## Parts of the exercise
1 – Repeat word for word the portion of the liquidity and capital resources excerpt that begins at the words "Cash Flows from Investing" and stops after "and $6.3 million in the first quarter of 2004.".
2 – In the liquidity and capital resources excerpt, what was the amount of capital spending in the first quarter of 2005?
3 – Turn the paragraph of the liquidity and capital resources excerpt that opens with "Cash Flows from Investing Activities" into a short list that keeps its main facts.

## Excerpt provided
Liquidity and Capital Resources
Cash Flows from Operating Activities: Net cash used in operating activities was $7.5 million in the first quarter of 2005 and $5.0 million in the first quarter of 2004. The first quarter of 2005 included a payment of $9.5 million, recorded in other accrued expenses, associated with the conversion of a portion of the companys pension plan in Austria from a defined benefit plan to a defined contribution plan. The conversion was made in the fourth quarter of 2004 however the funding did not occur until the first quarter of 2005. Changes in net working capital, defined as net trade accounts receivable plus inventory minus trade accounts payable, resulted in a use of cash of $1.4 million in the first quarter of 2005 as compared to a use of cash of $12.0 million in the first quarter of 2004. Management continues to emphasize the importance of net working capital management throughout the company. As a percent of annualized net revenue (current quarter net revenue X 4), net working capital was 18.5 percent as of February 26, 2005 as compared to 22.3 percent at February 28, 2004.
Cash Flows from Investing Activities: Cash of $3.5 million was provided by investing activities in the first quarter of 2005 as compared to cash used in investing activities in the first quarter of 2004 of $5.3 million. The major item in the first quarter of 2005 was over $10 million of proceeds received from the sale of a facility in Europe. This sale resulted in a $1.7 million gain as discussed earlier in this report. Capital spending was $6.9 million in the first quarter of 2005 and $6.3 million in the first quarter of 2004.

## Information shown
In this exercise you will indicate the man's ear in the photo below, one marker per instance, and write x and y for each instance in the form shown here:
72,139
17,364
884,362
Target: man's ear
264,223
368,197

## Solutions below
1 –
Cash Flows from Investing Activities: Cash of $3.5 million was provided by investing activities in the first quarter of 2005 as compared to cash used in investing activities in the first quarter of 2004 of $5.3 million. The major item in the first quarter of 2005 was over $10 million of proceeds received from the sale of a facility in Europe. This sale resulted in a $1.7 million gain as discussed earlier in this report. Capital spending was $6.9 million in the first quarter of 2005 and $6.3 million in the first quarter of 2004.

2 – $6.9 million

3 –
- Investing activities provided $3.5 million of cash in the first quarter of 2005, compared with $5.3 million of cash used in the first quarter of 2004.
- The major item in the first quarter of 2005 was over $10 million of proceeds from the sale of a facility in Europe, which produced a $1.7 million gain.
- Capital spending was $6.9 million in the first quarter of 2005 and $6.3 million in the first quarter of 2004.